- _Input material_
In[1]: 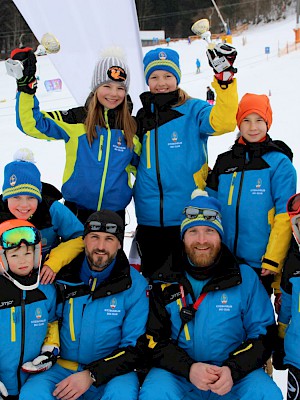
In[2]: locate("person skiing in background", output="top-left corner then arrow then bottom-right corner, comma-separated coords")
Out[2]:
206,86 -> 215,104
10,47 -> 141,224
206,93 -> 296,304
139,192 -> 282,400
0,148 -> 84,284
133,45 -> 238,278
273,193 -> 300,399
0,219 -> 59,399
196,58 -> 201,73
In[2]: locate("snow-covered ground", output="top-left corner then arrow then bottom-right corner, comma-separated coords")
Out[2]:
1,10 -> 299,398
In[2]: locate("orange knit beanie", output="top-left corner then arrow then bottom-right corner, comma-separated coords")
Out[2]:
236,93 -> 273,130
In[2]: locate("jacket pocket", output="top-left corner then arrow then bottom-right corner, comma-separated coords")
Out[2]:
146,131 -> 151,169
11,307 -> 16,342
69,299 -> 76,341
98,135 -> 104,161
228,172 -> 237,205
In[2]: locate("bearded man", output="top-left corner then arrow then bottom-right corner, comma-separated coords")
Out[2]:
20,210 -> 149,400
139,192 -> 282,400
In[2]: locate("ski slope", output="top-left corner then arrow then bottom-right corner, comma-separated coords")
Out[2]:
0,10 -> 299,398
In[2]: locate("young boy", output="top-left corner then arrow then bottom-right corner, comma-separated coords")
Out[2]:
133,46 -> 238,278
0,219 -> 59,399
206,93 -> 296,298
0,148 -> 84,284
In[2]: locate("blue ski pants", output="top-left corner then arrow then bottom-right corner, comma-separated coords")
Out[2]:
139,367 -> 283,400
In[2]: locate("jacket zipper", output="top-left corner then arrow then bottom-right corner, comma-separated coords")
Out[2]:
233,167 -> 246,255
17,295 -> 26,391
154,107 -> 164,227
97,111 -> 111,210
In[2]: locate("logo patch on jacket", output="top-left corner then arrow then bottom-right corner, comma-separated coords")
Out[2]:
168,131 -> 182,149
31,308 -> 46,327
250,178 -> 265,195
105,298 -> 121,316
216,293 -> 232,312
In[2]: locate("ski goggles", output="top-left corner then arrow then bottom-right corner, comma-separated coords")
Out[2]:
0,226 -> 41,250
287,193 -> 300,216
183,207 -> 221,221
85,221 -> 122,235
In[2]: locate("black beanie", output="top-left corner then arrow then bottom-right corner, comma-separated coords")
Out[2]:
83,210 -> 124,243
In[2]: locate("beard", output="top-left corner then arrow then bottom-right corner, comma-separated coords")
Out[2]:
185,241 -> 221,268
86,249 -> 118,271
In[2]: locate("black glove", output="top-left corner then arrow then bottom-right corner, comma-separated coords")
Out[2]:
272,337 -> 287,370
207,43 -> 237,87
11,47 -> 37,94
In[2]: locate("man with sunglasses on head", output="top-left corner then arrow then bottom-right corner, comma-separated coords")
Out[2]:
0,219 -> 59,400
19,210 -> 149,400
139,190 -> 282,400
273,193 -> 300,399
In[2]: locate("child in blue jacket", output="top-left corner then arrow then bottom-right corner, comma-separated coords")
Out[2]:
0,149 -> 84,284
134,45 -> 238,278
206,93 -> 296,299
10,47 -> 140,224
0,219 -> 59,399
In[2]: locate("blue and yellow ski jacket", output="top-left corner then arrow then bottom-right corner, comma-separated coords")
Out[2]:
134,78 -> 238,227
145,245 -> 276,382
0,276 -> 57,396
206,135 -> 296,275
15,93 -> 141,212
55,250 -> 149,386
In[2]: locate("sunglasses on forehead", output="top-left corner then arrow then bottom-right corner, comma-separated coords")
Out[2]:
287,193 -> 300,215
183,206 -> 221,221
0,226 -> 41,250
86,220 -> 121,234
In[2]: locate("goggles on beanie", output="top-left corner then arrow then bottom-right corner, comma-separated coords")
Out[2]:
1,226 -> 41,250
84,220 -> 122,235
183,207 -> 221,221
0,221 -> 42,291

- _Required action_
Pictures stay out; repeat all the rest of the records exactly.

- _Answer box_
In[1]: 
In[2]: locate("person skiing in background", output="top-left corner then arrow then bottom-right corner, comma-separated coords")
Out[2]:
206,86 -> 215,104
10,47 -> 141,224
206,93 -> 296,304
139,192 -> 282,400
0,148 -> 84,284
133,45 -> 238,278
273,193 -> 300,399
0,219 -> 59,399
196,58 -> 201,73
In[2]: locate("snow-covered ground", output="top-left corner then arrow then bottom-right corner, comma-separated coords")
Out[2]:
1,10 -> 299,398
In[2]: locate("orange knit beanie", output="top-left corner then arrow then bottom-right corner, comma-separated coords")
Out[2]:
236,93 -> 273,130
In[2]: locate("jacket pocket", output="top-left corner then arrow then bottom-right corner, comma-separated coords")
Out[2]:
146,131 -> 151,169
11,307 -> 16,342
69,299 -> 76,341
98,135 -> 104,161
228,172 -> 237,205
In[2]: locate("bearded man", output="top-left corner then arrow then bottom-right corner, comma-separated coords")
Out[2]:
20,210 -> 149,400
139,192 -> 282,400
In[2]: locate("ski slope", output="top-left corner then arrow then bottom-right corner, comma-separated coords")
Out[2]:
0,10 -> 299,398
In[2]: locate("young boy", output="top-left corner then arrow then bottom-right corner, comma-separated coords")
Out[2]:
133,46 -> 238,278
0,219 -> 59,399
206,93 -> 296,298
0,148 -> 84,284
In[2]: locate("blue ski pants", output="top-left corner then arrow then bottom-right corner, comma-separated coords")
Out[2]:
139,367 -> 283,400
In[2]: locate("jacket zipper", output="top-left corner then arrow then bottom-right corner, comma-separated coords")
Out[2]:
233,167 -> 246,255
17,295 -> 26,391
154,107 -> 164,227
97,111 -> 111,210
In[2]: locate("logo patch on jacket", output="top-left corner then arrow then bottom-right corner, comma-separated coords")
Out[2]:
168,131 -> 182,149
31,308 -> 46,327
250,178 -> 265,195
105,298 -> 121,316
216,293 -> 232,312
In[2]: locate("ski goggles", output="top-left corner then arrow then bottom-right corner, comma-separated coords")
Out[2]:
0,226 -> 41,250
287,193 -> 300,216
183,207 -> 221,221
85,221 -> 122,235
In[2]: locate("black beanie", output="top-left corner then arrow then bottom-right corner, comma-separated coords")
Out[2]:
83,210 -> 124,243
In[2]: locate("beard", output="top-left corner then arrow then bottom-right corner, comma-separated coords")
Out[2]:
185,241 -> 221,268
86,249 -> 118,271
In[2]: locate("black glove", output="top-left corner then arrow then bottom-right corner, comma-separated coords")
Out[2]:
272,337 -> 287,370
207,43 -> 237,87
11,47 -> 37,94
In[2]: locate("man with sunglasses on head", output="top-left corner then arrow then bottom-right corner, comma-separated coords")
Out[2]:
0,219 -> 59,400
19,210 -> 149,400
139,190 -> 282,400
273,193 -> 300,399
In[2]: locate("child in blue jacket", output="top-left corner then arrow then bottom-right corner, comma-separated coords")
Out[2]:
0,149 -> 84,284
134,45 -> 238,278
206,93 -> 296,299
10,47 -> 140,224
0,219 -> 59,399
In[2]: locate("blue and yellow ski jacket", output="top-left corner then arrow then bottom-right corner, comma-separated coords")
Out[2]:
134,78 -> 238,227
145,245 -> 276,382
0,276 -> 57,396
206,135 -> 296,275
15,93 -> 141,212
55,250 -> 149,386
In[2]: locate("sunglasses on forehead", output="top-left corner then arrow then bottom-right corner, comma-separated coords")
Out[2]:
287,193 -> 300,215
183,206 -> 221,221
0,226 -> 41,250
86,220 -> 121,234
In[2]: locate("goggles on beanie", output="top-left corner then arrow then bottom-right corner, comma-separated coords")
Out[2]:
1,226 -> 41,250
84,220 -> 122,235
183,207 -> 221,221
0,221 -> 42,291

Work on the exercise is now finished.